# [Your task]
Please copy the items below word for word, keeping each line as it is.

# [Information provided]
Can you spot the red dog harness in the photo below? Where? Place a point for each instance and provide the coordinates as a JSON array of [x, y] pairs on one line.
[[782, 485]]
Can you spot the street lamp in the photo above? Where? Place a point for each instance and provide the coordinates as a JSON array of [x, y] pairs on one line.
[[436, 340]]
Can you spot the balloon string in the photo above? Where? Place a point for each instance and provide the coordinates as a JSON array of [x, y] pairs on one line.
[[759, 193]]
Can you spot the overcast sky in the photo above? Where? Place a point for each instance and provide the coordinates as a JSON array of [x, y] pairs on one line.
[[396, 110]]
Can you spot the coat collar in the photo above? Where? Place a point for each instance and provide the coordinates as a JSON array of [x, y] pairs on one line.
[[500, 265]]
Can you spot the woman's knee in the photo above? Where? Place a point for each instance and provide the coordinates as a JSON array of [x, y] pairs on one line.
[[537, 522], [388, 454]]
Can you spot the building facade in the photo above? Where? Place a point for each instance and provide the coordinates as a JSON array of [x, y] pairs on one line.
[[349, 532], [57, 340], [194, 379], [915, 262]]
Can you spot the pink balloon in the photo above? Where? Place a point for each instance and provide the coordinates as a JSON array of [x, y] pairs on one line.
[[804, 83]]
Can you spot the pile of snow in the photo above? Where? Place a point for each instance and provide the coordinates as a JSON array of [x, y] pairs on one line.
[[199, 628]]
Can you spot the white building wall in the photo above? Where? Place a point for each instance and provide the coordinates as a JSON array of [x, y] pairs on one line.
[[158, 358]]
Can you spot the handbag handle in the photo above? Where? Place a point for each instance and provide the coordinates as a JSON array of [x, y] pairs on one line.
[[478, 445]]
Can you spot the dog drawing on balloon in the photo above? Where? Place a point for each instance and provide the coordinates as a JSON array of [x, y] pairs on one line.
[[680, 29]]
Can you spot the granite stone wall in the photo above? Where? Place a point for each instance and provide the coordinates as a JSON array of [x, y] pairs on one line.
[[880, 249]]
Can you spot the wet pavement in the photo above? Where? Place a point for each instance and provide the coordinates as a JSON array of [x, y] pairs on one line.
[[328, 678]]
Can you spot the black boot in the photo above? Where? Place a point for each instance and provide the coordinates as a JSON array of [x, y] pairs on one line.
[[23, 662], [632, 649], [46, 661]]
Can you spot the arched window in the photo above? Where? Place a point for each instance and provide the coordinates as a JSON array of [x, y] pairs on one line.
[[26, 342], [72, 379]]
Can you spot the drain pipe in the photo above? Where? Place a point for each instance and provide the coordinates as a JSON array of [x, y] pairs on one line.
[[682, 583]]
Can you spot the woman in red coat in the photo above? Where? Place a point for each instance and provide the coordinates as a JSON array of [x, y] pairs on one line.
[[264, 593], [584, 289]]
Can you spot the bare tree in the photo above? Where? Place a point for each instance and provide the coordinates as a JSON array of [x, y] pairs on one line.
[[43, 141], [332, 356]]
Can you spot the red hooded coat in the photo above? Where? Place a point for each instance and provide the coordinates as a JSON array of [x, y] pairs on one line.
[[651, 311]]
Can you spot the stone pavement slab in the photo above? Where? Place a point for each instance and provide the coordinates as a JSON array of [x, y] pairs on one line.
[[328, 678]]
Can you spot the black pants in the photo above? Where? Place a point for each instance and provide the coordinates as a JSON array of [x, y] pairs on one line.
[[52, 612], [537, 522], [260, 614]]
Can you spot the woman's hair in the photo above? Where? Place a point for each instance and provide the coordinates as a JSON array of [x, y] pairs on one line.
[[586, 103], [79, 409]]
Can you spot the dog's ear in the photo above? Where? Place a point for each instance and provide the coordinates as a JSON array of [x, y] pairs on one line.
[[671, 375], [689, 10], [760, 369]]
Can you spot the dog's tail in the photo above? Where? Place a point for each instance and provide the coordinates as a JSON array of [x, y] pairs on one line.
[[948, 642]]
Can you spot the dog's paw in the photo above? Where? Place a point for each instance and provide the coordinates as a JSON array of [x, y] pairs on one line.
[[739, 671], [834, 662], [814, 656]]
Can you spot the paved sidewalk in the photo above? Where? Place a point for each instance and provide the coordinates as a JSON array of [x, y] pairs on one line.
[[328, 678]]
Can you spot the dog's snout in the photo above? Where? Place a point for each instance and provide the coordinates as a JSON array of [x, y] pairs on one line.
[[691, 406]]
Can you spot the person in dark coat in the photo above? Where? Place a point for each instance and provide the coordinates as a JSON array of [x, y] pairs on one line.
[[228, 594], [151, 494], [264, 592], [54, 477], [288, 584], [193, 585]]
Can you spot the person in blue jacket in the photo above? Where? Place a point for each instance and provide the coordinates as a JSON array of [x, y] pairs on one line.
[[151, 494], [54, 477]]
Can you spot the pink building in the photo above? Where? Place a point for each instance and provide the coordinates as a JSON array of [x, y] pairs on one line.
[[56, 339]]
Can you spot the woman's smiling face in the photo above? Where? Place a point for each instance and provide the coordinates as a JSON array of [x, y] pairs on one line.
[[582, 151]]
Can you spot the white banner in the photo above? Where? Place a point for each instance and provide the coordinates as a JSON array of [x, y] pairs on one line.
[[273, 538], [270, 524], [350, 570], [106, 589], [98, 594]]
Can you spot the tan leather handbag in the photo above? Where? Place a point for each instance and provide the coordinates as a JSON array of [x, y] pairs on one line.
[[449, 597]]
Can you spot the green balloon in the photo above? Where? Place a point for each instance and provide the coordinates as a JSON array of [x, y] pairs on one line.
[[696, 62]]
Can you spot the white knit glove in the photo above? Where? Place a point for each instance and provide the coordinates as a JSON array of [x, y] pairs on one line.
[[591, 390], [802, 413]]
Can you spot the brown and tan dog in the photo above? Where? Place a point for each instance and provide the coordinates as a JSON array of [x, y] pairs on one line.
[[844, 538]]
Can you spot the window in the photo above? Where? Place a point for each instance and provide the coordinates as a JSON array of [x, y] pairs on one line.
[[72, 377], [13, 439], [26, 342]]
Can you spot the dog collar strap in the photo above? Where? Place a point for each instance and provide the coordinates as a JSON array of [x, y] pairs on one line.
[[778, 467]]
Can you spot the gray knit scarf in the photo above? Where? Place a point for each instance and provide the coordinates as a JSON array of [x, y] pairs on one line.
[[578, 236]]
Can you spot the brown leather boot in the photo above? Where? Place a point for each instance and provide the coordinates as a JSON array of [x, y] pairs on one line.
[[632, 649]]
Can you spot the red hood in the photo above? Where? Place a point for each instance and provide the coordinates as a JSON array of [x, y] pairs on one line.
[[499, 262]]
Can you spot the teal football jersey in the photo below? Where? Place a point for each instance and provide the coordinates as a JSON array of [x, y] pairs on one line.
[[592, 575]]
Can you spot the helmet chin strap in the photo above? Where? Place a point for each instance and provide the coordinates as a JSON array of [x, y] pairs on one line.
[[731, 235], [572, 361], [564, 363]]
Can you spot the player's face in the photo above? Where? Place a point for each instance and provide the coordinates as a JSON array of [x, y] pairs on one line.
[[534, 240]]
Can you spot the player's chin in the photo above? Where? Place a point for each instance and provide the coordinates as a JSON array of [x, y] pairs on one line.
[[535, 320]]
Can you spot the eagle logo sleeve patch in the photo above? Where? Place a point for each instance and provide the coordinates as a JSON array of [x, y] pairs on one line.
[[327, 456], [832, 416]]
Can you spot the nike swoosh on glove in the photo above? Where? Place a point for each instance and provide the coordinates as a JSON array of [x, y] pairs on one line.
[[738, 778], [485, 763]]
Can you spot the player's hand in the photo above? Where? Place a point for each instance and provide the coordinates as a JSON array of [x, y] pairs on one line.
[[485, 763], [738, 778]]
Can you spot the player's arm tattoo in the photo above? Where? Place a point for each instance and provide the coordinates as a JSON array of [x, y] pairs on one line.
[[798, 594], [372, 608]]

# [The response]
Can you spot the red dog harness in the photo below? Where? Place a point for each instance and provide the coordinates as a JSON array of [x, y] pairs on one line.
[[782, 485]]
Can you spot the street lamp in the photo above? Where? Place a point for each instance and provide the coordinates as a JSON array of [x, y] pairs on one line.
[[436, 340]]
Can you spot the balloon string in the photo above? Where? Place a point for each instance and provide the coordinates as a JSON array of [x, y] pairs on one line.
[[759, 193]]
Can you spot the overcast sky in the photo above? Where? Place a point for each instance and provide the coordinates as a JSON array of [x, y] pairs on one line.
[[396, 110]]
Can you spot the coat collar in the photo above? Where? Place a point for each instance and provide the coordinates as a JSON array of [x, y] pairs on one line.
[[500, 265]]
Can you spot the woman's knee in the photo above? Where? Place a point for each instance and provide the coordinates as a JSON array of [x, y] pairs on one line.
[[537, 522], [388, 454]]
Can you spot the building facade in the photo above? Where? Place a point for each instance and provide the coordinates as a JSON array of [x, y] pairs on one line.
[[349, 532], [57, 340], [194, 379], [915, 262]]
Can you spot the pink balloon in the photo above? Where? Place a point for each instance and provide the coordinates as a JSON array of [x, y] pairs on one line.
[[804, 83]]
Can you spot the pile of snow in the photo above? Where? Place a point for each instance and provide the coordinates as a JSON array of [x, y] pairs on one line.
[[199, 628]]
Can you spot the white building wall in the photo above? Where? Place a point for each instance and provide the coordinates as a JSON array of [x, y] pairs on one line.
[[158, 358]]
Can you spot the handbag handle in the photo above? Where? Place a point for each instance and provide the coordinates as a JSON array of [x, y] pairs on one line.
[[478, 445]]
Can you spot the dog drawing on balloon in the photo above? Where? Place a point for each instance and provide the coordinates as a JSON array of [x, y] pairs on one line.
[[680, 29]]
Can you spot the granite stone wall in the photo above? Where? Place a point for each instance and provide the coordinates as a JSON array of [x, y] pairs on one line.
[[880, 249]]
Can you spot the wet pavement in the photo above? Where? Place a point for each instance and provide the coordinates as a JSON array of [x, y] pairs on one line.
[[328, 678]]
Can you spot the black boot in the photo above? Where? Place a point for each instance and provide the coordinates as a JSON array of [x, y] pairs on one line.
[[23, 662], [632, 649], [46, 661]]
Can you spot the arched window in the photo above? Where? Place a point for each instance and provide the coordinates as a JSON array of [x, y] pairs on one line.
[[26, 342], [72, 379]]
Can you spot the drain pipe in the photo above? Where? Place a point for each instance and provide the coordinates as a JSON array of [x, y] pairs on one line.
[[682, 583]]
Can you spot the woman in red coat in the photo above? Where? Place a point for each instance and provide the coordinates as a JSON array of [x, y] pairs on one line.
[[264, 593], [584, 289]]
Can you spot the bare tree in the photo above? Where? Place a point for each instance and provide the coordinates as a JSON array of [x, y] pairs on one line.
[[43, 141], [332, 356]]
Can you spot the red hooded coat in the photo above? Where? Place a point for each instance and provide the coordinates as a JSON array of [x, y] pairs on one line.
[[651, 311]]
Can you spot the stone pavement slab in the photo above? Where? Place a point for each instance and provide the coordinates as a JSON array of [x, y] pairs on one line.
[[328, 678]]
Can you spot the black pants in the photo above? Where? Place a point for each instance and provide the coordinates as a JSON array of [x, y] pairs on one line.
[[52, 612], [537, 522], [260, 614]]
Can you spot the woman's hair in the photo above? Where? Place a point for each instance and provide the coordinates as a JSON array of [x, y] pairs on one line.
[[586, 103], [79, 409]]
Can you spot the dog's ear in the photo above? Where? Place a point for each instance and provide the coordinates as a JSON array of [x, y] pairs on one line.
[[671, 375], [689, 10], [760, 369]]
Can you spot the dog's tail in the photo above? Where? Place a point for each instance and provide the coordinates as a JSON array of [x, y] pairs on one line.
[[948, 642]]
Can you spot the dog's paw in the photo above? Where? Place a point for each instance and provide the coordinates as a JSON array of [x, y] pairs on one line.
[[739, 671], [834, 662], [814, 656]]
Can you spot the paved sidewalk in the photo above? Where? Place a point for each instance and provide the coordinates as a JSON array of [x, y] pairs on one line.
[[328, 678]]
Can you spot the dog's snout in the photo above? Where? Place a point for each instance and provide the coordinates as a JSON array of [x, y] pairs on one line.
[[691, 406]]
Can you spot the person in dark coat in the photo above? Where? Place a point for each instance and provide the coordinates as a JSON array of [x, y] pairs on one line.
[[228, 594], [151, 494], [264, 592], [54, 477], [288, 584], [193, 585]]
Can you spot the person in blue jacket in the photo above? Where? Place a point for each instance and provide the coordinates as a JSON array of [x, y] pairs on one line.
[[151, 494], [54, 477]]
Can you spot the pink building in the photo above? Where? Place a point for each instance and provide the coordinates as a JSON array of [x, y] pairs on one line.
[[56, 339]]
Can you spot the woman's smiling face in the photo above? Where? Place a point for each instance and provide the coordinates as a JSON array of [x, y] pairs on one line.
[[582, 151]]
Can you spot the white banner in the photo above? Where? Place a point for each instance and provide the coordinates as a JSON array of [x, y] pairs on one line.
[[273, 538], [270, 524], [350, 570], [106, 589], [98, 594]]
Can you spot the tan leather handbag in the photo above? Where? Place a point for each instance and provide the coordinates as a JSON array of [x, y] pairs on one line.
[[449, 597]]
Can you spot the green balloon in the photo above? Where? Place a point for each instance and provide the coordinates as a JSON array of [x, y] pairs on one line.
[[696, 62]]
Can you spot the white knit glove in the photo above? Where? Place a point for each instance and provide the coordinates as a JSON array of [x, y] pairs on one line.
[[591, 390], [802, 413]]
Can you spot the brown and tan dog in the photo above? Where? Place a point for each instance and provide the coordinates as a JSON array of [x, y] pairs on one line.
[[844, 538]]
Can you spot the window in the photo above? Where? Place a point for each instance and provide the coordinates as a JSON array of [x, y] pairs on one line.
[[72, 377], [13, 439], [26, 342]]
Can you spot the dog collar strap in the photo above? Where? Place a point for each instance and provide the coordinates as a JSON array of [x, y] pairs on one line.
[[778, 467]]
Can you spot the gray knit scarf in the photo above? Where? Place a point for each instance and provide the coordinates as a JSON array of [x, y] pairs on one line.
[[578, 236]]
Can you spot the brown leather boot in the photo above? Where? Place a point for each instance and provide the coordinates as a JSON array of [x, y] pairs on one line.
[[632, 649]]
Can you spot the red hood in the photo above? Where? Place a point for each instance and provide the coordinates as a JSON array of [x, y] pairs on one line.
[[499, 262]]
Can you spot the teal football jersey in the photo below? Where? Place a point for each instance and provide the coordinates as a JSON array of [x, y] pairs on one line.
[[592, 575]]
Can you spot the helmet chin strap in the photo above? Where? Place a point for each instance and provide the coordinates as a JSON array of [x, y] pairs on one line.
[[731, 235], [572, 361], [564, 363]]
Can you spot the player's face in the photo above? Where? Place a point for each instance and provide the coordinates as a JSON array of [x, y] pairs on one line.
[[534, 240]]
Can you spot the player's chin in the photo above? Where? Place a point for each instance and provide the coordinates as a JSON array of [x, y] pairs on one line.
[[535, 320]]
Can you spot the eagle logo sleeve patch in the photo above? Where? Place a point for each instance and provide the coordinates as a JSON array of [x, y] pairs on one line.
[[327, 456], [832, 416]]
Can you spot the nike swoosh on glove in the photo above? Where? Place a point for each instance and provide the coordinates as a JSON array of [x, y] pairs on one line.
[[738, 778], [485, 763]]
Can you spot the player's hand in the photo above? Where? Place a point for each instance and provide the coordinates as a JSON array of [x, y] pairs on one line.
[[485, 763], [738, 778]]
Can you spot the player's arm tattoo in the photo above? Where? Place a point for each instance and provide the coordinates as a JSON array of [x, y] pairs on one line.
[[798, 594], [372, 608]]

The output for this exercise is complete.